- [Task requirements] Leave out the pictures and copy the remaining records exactly.

Image object location entries:
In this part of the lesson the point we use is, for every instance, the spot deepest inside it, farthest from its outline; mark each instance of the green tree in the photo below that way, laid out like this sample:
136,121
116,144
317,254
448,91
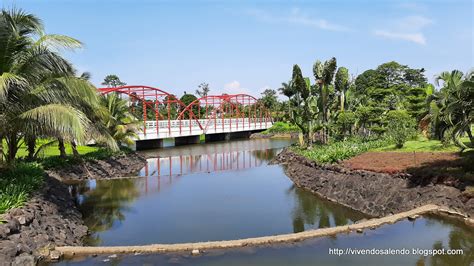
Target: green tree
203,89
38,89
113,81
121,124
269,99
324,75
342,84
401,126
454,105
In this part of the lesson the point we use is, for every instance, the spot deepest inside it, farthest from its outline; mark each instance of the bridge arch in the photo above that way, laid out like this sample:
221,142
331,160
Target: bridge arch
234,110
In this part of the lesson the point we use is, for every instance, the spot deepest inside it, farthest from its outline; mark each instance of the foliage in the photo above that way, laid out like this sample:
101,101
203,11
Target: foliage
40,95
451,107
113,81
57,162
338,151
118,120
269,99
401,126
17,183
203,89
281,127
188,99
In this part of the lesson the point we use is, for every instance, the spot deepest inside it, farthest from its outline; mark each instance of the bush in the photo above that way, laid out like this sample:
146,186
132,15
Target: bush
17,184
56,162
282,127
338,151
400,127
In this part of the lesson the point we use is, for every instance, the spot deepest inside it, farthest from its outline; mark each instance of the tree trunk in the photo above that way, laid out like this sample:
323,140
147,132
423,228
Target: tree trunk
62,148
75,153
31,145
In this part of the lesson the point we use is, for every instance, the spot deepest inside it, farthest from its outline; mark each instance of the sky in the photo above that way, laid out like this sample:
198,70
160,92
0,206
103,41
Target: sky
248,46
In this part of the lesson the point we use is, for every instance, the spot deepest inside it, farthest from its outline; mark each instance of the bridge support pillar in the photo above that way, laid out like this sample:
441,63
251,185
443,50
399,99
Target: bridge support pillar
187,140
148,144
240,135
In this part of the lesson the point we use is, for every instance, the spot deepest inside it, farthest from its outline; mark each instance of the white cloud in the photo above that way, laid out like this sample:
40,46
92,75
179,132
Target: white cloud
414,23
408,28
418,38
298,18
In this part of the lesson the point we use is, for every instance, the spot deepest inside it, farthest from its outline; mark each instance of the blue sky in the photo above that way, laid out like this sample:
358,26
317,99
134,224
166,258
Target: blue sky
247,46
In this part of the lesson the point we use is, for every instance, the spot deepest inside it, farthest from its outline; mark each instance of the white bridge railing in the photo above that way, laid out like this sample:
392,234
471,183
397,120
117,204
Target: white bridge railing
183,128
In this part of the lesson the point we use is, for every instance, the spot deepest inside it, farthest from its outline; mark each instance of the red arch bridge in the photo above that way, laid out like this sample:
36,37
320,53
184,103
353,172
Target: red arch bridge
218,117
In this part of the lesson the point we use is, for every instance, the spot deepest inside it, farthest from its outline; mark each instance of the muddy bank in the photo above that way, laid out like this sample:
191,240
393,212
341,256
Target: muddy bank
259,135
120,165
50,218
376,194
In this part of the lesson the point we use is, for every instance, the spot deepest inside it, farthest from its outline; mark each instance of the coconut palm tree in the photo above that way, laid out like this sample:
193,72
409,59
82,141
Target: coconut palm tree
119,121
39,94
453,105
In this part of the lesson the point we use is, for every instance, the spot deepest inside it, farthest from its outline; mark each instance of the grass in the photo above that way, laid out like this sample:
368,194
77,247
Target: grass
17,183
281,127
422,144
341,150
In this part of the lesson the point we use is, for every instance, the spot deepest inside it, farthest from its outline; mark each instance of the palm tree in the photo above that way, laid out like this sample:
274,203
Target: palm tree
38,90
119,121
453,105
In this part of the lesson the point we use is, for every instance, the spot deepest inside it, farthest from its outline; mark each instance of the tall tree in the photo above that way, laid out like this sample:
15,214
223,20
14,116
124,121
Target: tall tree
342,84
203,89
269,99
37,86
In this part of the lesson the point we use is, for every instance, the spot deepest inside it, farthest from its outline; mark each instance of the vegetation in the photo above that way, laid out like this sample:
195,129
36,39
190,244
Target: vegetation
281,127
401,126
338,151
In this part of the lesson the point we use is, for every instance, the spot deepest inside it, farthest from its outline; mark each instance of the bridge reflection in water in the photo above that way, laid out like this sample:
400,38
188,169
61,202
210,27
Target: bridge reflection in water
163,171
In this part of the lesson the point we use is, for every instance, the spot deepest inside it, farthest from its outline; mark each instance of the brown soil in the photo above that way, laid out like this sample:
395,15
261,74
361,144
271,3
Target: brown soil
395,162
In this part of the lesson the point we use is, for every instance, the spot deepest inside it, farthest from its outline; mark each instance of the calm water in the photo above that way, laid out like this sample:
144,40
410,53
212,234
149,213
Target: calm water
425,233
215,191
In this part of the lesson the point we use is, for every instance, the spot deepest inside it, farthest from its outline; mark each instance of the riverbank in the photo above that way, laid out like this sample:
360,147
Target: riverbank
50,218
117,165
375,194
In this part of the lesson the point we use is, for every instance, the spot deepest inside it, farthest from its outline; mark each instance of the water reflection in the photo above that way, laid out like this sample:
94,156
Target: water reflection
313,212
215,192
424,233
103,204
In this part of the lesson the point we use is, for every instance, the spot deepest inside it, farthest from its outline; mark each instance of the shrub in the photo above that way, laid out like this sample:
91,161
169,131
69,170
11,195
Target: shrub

- [Final answer]
In this part of the lesson the point we use is, for every instance, the spot deepest inside it, farthest from its outline; mark each instance of the green tree in the photo below that way, laid out like this sample:
136,121
116,144
317,254
448,91
Target: green tree
203,89
38,89
113,81
121,124
269,99
324,75
342,84
401,126
454,105
In this part of the lesson the point we use is, for every instance, the spot deepest inside it, farthest from its outline; mark each instance of the bridge arch in the photo above that way, laid out like this sample:
221,142
331,160
Target: bridge arch
234,110
In this part of the lesson the point we use is, for every instance, the spot deepest inside it, farthest from its outline; mark each instance of the foliage in the photo above that way, laid out like this sample:
101,101
203,11
Target: foliage
40,95
451,107
113,81
57,162
338,151
118,120
269,99
401,126
17,183
203,89
281,127
188,99
In this part of the lesson the point we use is, for every instance, the spot deepest inside it, farthest from its outline; mark each instance of the bush in the photo above that way, laid out like this sample:
146,186
132,15
Target: bush
17,184
56,162
282,127
338,151
400,127
In this part of the lesson the point we use is, for every instance, the spot deepest inside it, farthest from its outline; mark each instance of the tree trunk in the photo above that way, laid out like this sample:
323,140
147,132
423,228
Target: tree trunk
62,148
75,153
31,145
In this part of the lesson the point we use is, for every instance, the spot deepest inside it, farthest from its outline; mark each instance of the sky in the photo above that way, laid out like this sample:
198,70
160,92
0,206
103,41
Target: sky
248,46
In this part of the lesson the point we use is, for every instance, the spot deepest inside it, farthest from its outline; mark each instance of the bridge support pillar in the photo above that way, laid out like this sample:
441,63
251,185
443,50
399,99
Target: bridge support pillar
187,140
148,144
240,135
In this part of the lesson the point we use is, for every instance, the spot deepest inside it, farthest from its outline; mark each instance of the white cloud in the photo above that way, laid out like this sample:
40,46
92,75
179,132
Target: white cloud
414,23
408,28
418,38
298,18
In this part of the lesson the point we use is, for every instance, the spot deepest inside it, farthest from its outline; mark each instance of the blue sky in the photo above that way, laid out like this sample:
358,26
317,99
134,224
166,258
Target: blue sky
247,46
In this part of the lesson the point we use is, for every instance, the spot deepest inside it, farthest from its outline; mark each instance of the white bridge railing in the photo above that way, laid out like this sample:
392,234
471,183
397,120
117,204
Target: white bridge railing
183,128
In this part of the lesson the point we use is, for every instance, the spot deepest inside it, farthest from its outline; mark each instance of the red arch bridge in the photo above that way, laid out like this sample:
36,37
320,53
184,103
353,172
Target: red arch bridge
218,117
In this part of the lesson the point we use is, for every instance, the spot deepest inside it, farthest from its outline; mark each instance of the muddy bank in the photo above that way, laid out like this sample:
191,240
393,212
341,256
Target: muddy bank
259,135
120,165
50,218
376,194
In this part of the lesson the point we use is, for every instance, the spot deepest inside it, farthest from its outline; mark each instance of the coconut palm tree in the photo above that way, laid out like this sample:
193,72
409,59
82,141
Target: coconut palm tree
119,121
39,94
453,105
In this part of the lesson the point we use is, for every instance, the spot deepest inside it, farthest from its outline; mark each instance of the grass in the photo above that way, laid out like this sample:
368,194
77,247
Target: grass
17,183
281,127
422,144
341,150
In this part of the lesson the point we use is, for every instance, the spot deepest inside it, farthest from its outline; mark each instance of the palm tree in the photo above that way, laid out like this sample:
274,203
Target: palm tree
38,90
119,121
453,105
In this part of the lesson the point we use is, for every instance, the spot deepest inside it, farthest from its outline; mark each instance of the tall tree in the photo above that way, laid out like this sample:
15,214
223,20
14,116
124,121
Target: tall tree
342,84
203,89
269,99
37,86
In this part of the lesson the point we use is, for every instance, the spot deepest inside it, farthest from its outline; mark each instance of the vegetation in the photo above that way, laid out like this sample:
195,129
36,39
190,244
Target: vegetation
281,127
401,126
338,151
In this part of the lesson the point we use is, for every instance, the spot deepest inside it, farthest from its outline; mark each instance of the bridge reflection in water in the photo above that way, laid out like this sample:
400,38
188,169
61,202
210,27
Target: bridge reflection in water
163,171
In this part of the lesson the point we use is, for every instance, the spot deepest inside it, farthest from its outline; mark each instance of the brown soil in the photo above that way, laid out like this sample:
395,15
261,74
361,144
271,3
Target: brown soil
395,162
In this part of the lesson the point we use is, for every instance, the spot deepest inside it, farthest from its outline; mark each instance of the calm water in the photo above that way, laid out like this sample:
144,40
410,53
212,234
149,213
Target: calm water
425,233
215,191
In this part of the lesson the point we use is, for every instance, the spot deepest inside it, farthest from its outline; mark each instance of the riverbank in the photo above that way, laid out like this sample:
360,147
Target: riverbank
50,218
117,165
375,194
In this part of the lesson the point we use is, for every instance, the spot deepest inside it, farthest from its outline; mark each instance of the water reflection in the photo above that way, laid out like this sample:
94,156
Target: water reflection
313,212
215,192
424,233
103,204
In this part of the lesson the point we use is, for every instance, the spot deepest inside it, farthest from its outline; mark each instance of the shrub in the photo above that way, laid out like this sample:
91,161
169,131
69,170
11,195
Target: shrub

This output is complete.